Write out the material again, starting with the line containing "TARGET = tall pantry cabinet" and continuing through the line containing "x=253, y=257", with nothing before or after. Add 86 to every number in the coordinates of the placed pins.

■ ■ ■ ■ ■

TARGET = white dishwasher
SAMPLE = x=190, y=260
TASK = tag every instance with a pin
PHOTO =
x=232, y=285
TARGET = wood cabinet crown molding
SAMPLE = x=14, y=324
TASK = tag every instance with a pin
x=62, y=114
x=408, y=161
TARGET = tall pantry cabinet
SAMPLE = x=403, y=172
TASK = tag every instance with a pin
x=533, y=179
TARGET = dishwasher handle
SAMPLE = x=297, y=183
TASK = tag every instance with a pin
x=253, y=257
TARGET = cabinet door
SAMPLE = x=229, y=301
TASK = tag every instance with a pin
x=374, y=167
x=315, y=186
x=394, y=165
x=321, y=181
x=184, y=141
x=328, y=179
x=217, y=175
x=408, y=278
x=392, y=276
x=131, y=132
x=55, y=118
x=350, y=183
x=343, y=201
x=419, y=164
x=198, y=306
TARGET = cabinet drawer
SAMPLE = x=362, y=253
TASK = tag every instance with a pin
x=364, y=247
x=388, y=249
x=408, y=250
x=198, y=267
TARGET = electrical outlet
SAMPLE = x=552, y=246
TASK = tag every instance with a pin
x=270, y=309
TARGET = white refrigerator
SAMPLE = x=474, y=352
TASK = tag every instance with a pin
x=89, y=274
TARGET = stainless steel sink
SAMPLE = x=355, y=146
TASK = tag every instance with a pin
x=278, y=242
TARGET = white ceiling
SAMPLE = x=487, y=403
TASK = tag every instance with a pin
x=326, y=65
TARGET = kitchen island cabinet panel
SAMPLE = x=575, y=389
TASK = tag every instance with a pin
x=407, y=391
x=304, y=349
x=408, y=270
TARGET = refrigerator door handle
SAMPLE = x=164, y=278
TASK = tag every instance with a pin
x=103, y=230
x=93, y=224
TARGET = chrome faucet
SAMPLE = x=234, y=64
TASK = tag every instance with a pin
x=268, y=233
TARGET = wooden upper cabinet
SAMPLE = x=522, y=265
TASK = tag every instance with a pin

■ ■ ■ ■ ■

Complete response
TARGET = tall pantry cabinet
SAMPLE = x=403, y=172
TASK = tag every instance with a pin
x=619, y=265
TARGET = dishwasher handle
SAMPLE = x=297, y=183
TASK = tag every instance with a pin
x=339, y=343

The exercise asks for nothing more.